*** Opening of TEXT PASSAGE ***
Three Act Structure

Abi Wurdeman
January 13, 2022
April 20, 2023

The three-act structure fulfills our instinct to organize stories around a clear beginning, middle, and end.

We’re born, we live, and we die.

We leave, we experience, and we return.

There’s a problem, we respond, and there’s a result.

We live by the rhythm of three. Odds are, your writing is already a little three-acty, even if you haven’t intended to make it that way. So then what’s the point of learning three-act story structure if it’s so instinctive?

Well, this is where you combine instinct and craft, creating something that is both artfully designed and uniquely your own.

You’re about to learn how to build a three-act story where each act shift is as convincing as it is compelling. We’ll cover:

  • Where the three-act structure originates
  • How the beats of this story structure work together
  • An example of the three-act story structure in action
  • How to decide whether this is the best storytelling method for your novel

Let’s get started.
*** Close of TEXT PASSAGE ***
*** Opening of PROVIDED DATA ***
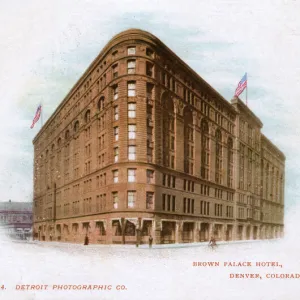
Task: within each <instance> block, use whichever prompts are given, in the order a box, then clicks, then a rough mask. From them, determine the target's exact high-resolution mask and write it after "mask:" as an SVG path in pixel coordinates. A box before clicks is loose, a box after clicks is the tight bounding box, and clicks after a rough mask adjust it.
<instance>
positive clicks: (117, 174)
mask: <svg viewBox="0 0 300 300" xmlns="http://www.w3.org/2000/svg"><path fill="white" fill-rule="evenodd" d="M146 175H147V183H148V184H152V183H154V171H153V170H146ZM136 179H137V177H136V169H127V182H136ZM113 182H114V183H118V182H119V170H113Z"/></svg>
*** Close of PROVIDED DATA ***
■ **TASKS TO CARRY OUT**:
(a) According to the article on three-act structure, which instinct does the three-act structure fulfill?
(b) The article on three-act structure says writing is often already a little three-acty by instinct. Explain why it says learning the structure is still worthwhile.
(c) Reproduce a passage of the three-act structure article word for word, beginning at the words "The three-act structure fulfills" and stopping after "there’s a result.".

■ **PROBLEM SOLUTIONS**:
(a) It fulfills our instinct to organize stories around a clear beginning, middle, and end.

(b) Learning the structure lets a writer combine instinct with craft. The result is something both artfully designed and uniquely the writer's own.

(c)
The three-act structure fulfills our instinct to organize stories around a clear beginning, middle, and end.

We’re born, we live, and we die.

We leave, we experience, and we return.

There’s a problem, we respond, and there’s a result.